(Image-grounded pointing data)
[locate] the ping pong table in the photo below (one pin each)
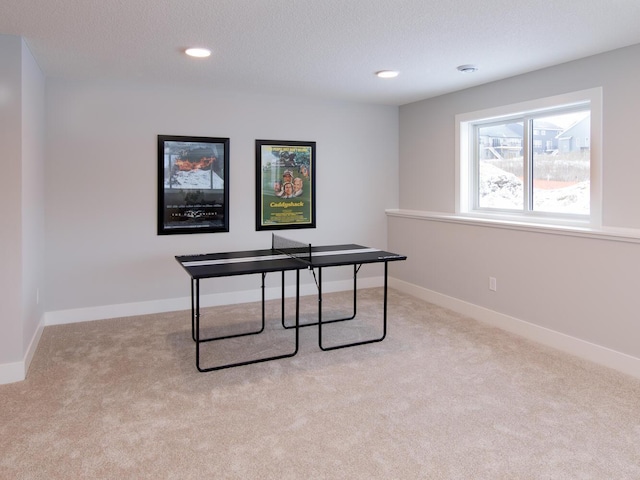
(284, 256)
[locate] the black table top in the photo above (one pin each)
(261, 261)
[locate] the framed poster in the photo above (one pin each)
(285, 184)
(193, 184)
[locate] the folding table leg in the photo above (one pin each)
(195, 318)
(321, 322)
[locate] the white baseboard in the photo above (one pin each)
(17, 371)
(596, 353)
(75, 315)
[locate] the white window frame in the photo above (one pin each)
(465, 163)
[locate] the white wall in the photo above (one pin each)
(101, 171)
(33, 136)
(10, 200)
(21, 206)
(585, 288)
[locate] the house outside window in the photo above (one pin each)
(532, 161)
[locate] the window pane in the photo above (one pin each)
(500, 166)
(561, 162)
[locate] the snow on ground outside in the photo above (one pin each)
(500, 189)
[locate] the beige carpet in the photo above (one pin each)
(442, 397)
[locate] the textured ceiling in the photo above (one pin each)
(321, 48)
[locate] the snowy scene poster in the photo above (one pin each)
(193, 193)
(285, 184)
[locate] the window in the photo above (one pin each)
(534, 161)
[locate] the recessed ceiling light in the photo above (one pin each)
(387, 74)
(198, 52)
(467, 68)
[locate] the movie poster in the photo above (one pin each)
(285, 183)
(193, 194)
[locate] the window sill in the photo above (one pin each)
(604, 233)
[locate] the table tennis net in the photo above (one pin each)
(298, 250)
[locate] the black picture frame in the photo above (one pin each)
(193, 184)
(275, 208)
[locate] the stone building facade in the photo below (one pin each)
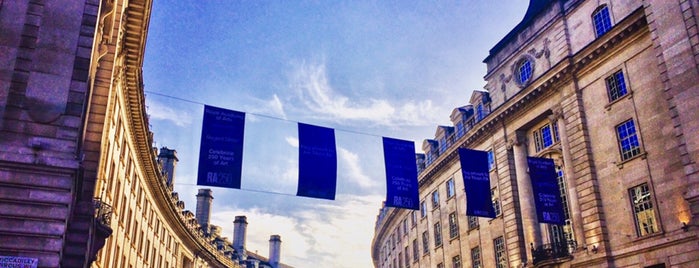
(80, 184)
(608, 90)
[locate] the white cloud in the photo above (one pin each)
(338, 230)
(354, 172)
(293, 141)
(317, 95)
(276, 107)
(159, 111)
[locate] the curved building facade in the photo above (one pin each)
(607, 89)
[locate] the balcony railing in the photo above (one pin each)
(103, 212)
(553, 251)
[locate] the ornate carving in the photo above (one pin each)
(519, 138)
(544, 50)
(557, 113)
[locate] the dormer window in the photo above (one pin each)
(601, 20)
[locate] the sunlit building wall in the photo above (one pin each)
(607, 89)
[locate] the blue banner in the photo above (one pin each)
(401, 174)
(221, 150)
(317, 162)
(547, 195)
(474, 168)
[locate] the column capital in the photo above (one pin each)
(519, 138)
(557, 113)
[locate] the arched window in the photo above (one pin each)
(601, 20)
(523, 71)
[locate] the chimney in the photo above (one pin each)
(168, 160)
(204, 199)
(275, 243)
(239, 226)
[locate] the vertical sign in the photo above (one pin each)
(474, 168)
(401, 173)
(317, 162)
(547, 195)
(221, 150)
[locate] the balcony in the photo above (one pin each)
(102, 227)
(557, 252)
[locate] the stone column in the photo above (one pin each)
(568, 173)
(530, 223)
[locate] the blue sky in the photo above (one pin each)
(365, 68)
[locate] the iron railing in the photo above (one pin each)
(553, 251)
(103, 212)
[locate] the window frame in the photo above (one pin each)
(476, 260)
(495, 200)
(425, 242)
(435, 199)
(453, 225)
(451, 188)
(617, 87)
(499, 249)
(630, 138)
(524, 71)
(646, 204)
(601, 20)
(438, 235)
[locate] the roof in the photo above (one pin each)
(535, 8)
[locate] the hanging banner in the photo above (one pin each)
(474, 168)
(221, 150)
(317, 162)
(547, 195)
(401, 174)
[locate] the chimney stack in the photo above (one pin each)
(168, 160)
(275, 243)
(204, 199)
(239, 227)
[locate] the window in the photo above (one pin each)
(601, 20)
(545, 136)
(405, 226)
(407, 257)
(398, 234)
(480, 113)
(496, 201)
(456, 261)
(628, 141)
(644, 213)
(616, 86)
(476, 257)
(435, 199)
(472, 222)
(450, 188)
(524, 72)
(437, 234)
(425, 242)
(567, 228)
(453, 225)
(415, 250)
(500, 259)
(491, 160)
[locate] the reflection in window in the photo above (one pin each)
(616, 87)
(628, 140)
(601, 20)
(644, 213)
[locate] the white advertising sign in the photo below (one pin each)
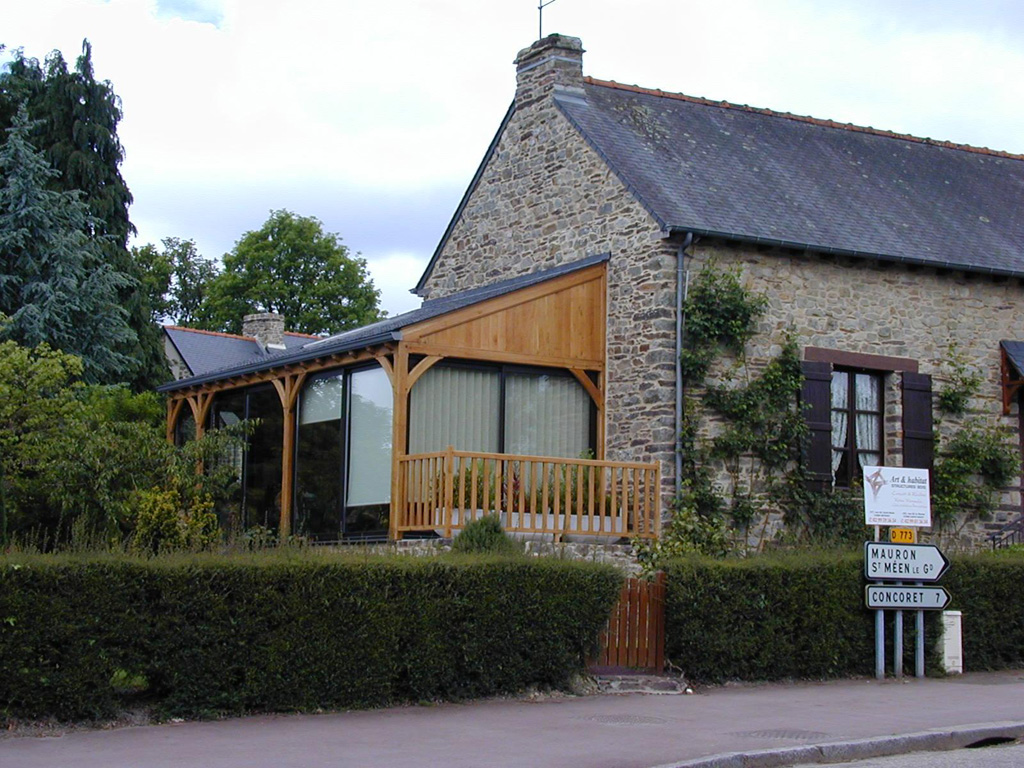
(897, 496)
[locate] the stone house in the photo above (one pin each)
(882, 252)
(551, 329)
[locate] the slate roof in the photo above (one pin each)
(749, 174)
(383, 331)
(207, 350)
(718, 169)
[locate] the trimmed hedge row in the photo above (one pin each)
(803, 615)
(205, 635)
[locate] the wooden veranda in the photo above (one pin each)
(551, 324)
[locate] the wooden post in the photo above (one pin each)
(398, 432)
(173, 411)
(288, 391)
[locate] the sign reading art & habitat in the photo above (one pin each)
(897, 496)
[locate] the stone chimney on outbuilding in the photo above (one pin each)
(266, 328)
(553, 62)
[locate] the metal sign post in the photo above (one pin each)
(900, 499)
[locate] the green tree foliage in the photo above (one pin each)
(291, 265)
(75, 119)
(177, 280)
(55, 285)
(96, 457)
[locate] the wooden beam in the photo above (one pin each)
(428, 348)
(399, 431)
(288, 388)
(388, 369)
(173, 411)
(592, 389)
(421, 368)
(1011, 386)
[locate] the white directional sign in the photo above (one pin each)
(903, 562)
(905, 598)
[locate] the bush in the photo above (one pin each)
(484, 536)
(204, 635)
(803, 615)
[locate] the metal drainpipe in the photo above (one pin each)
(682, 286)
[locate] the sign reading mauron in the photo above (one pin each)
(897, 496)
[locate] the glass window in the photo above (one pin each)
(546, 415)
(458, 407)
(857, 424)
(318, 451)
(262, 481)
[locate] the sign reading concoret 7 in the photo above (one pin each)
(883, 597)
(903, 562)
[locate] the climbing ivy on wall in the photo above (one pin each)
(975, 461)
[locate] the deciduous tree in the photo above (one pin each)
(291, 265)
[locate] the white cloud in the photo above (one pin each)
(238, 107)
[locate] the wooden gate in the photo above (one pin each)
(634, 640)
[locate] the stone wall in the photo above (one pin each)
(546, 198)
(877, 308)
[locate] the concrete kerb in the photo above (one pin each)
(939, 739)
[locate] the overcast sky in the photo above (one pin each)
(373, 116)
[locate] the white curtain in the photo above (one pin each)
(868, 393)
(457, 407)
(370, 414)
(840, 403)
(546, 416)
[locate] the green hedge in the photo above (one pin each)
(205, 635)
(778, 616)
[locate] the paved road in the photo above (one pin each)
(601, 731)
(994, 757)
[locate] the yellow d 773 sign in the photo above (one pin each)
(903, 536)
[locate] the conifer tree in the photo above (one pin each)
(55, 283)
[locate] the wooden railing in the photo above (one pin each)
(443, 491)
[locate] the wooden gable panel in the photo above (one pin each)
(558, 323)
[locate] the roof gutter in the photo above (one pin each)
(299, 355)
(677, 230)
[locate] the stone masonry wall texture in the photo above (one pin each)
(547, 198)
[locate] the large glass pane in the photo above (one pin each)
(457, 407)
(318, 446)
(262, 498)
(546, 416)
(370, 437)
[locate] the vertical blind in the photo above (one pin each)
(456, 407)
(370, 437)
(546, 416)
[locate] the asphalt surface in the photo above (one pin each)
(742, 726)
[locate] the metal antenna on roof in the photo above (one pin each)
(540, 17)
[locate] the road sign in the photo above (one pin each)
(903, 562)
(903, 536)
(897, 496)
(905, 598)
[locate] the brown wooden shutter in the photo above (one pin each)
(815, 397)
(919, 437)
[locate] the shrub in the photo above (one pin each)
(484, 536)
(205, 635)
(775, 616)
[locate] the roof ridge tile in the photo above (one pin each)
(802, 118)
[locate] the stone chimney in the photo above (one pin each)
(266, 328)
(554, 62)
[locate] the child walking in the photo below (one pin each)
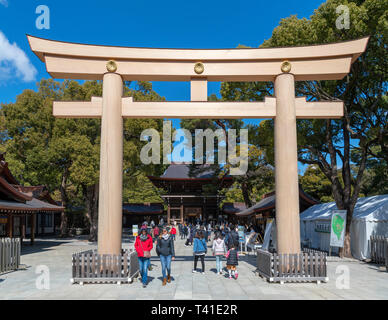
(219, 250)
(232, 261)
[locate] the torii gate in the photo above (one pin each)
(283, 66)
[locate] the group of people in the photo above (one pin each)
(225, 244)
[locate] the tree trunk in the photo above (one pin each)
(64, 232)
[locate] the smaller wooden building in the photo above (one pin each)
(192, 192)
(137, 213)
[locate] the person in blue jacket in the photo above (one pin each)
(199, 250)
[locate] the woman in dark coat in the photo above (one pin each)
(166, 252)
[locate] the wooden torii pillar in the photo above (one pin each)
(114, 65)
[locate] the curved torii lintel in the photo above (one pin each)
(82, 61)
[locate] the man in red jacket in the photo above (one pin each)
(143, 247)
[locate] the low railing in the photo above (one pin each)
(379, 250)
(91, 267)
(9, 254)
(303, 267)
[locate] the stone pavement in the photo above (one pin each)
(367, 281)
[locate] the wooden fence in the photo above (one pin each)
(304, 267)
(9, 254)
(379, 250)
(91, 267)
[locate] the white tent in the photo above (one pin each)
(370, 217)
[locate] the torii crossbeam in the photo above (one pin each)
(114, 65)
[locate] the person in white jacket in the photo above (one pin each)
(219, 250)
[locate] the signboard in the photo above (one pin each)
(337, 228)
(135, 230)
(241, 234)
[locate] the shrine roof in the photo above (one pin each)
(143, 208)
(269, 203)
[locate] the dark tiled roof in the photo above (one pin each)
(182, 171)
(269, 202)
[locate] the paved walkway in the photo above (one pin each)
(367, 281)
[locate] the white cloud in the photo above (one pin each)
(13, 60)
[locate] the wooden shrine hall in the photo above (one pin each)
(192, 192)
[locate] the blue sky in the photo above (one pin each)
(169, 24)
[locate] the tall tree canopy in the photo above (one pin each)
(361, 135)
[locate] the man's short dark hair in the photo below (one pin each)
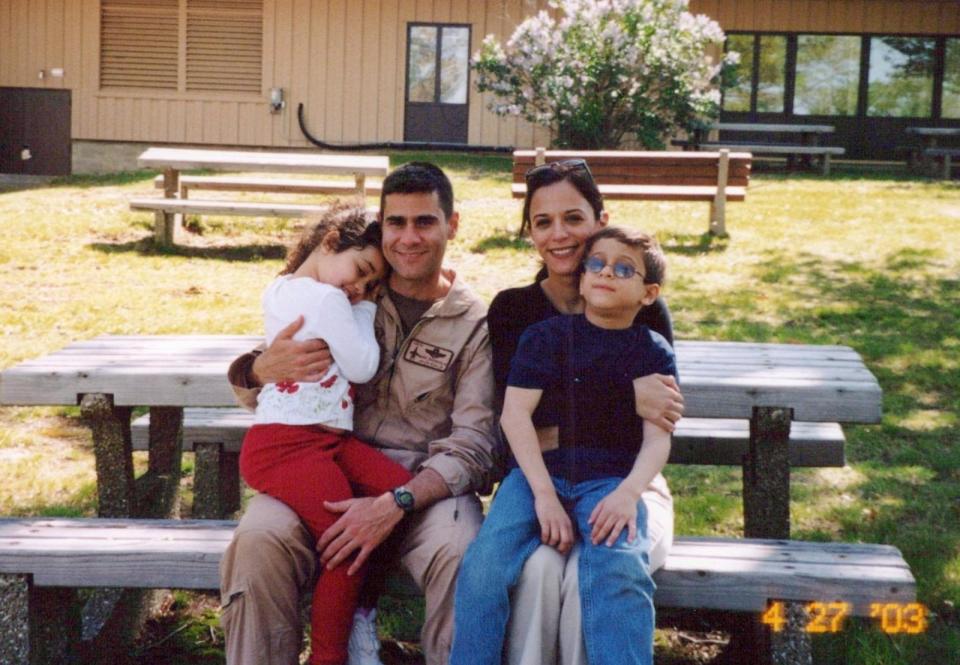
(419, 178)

**WORK TASK:** Your copy should consist only of the lines from the one containing "[locate] the dark" through the last line of the entries above, reproduced exactly, without pictures.

**ANSWER:**
[locate] the dark tiled roof in the photo above (one pin each)
(182, 171)
(269, 202)
[locate] the paved walkway in the photo above (one pin each)
(367, 281)
[locate] the white cloud in the photo above (one pin each)
(13, 60)
[locate] the wooden shrine hall in the photo above (one pin each)
(192, 192)
[locate] the blue sky in the photo above (one pin each)
(169, 24)
[locate] the tall tree canopy in the photo above (one pin each)
(361, 135)
[locate] the man's short dark hair in the photo below (one pin each)
(419, 178)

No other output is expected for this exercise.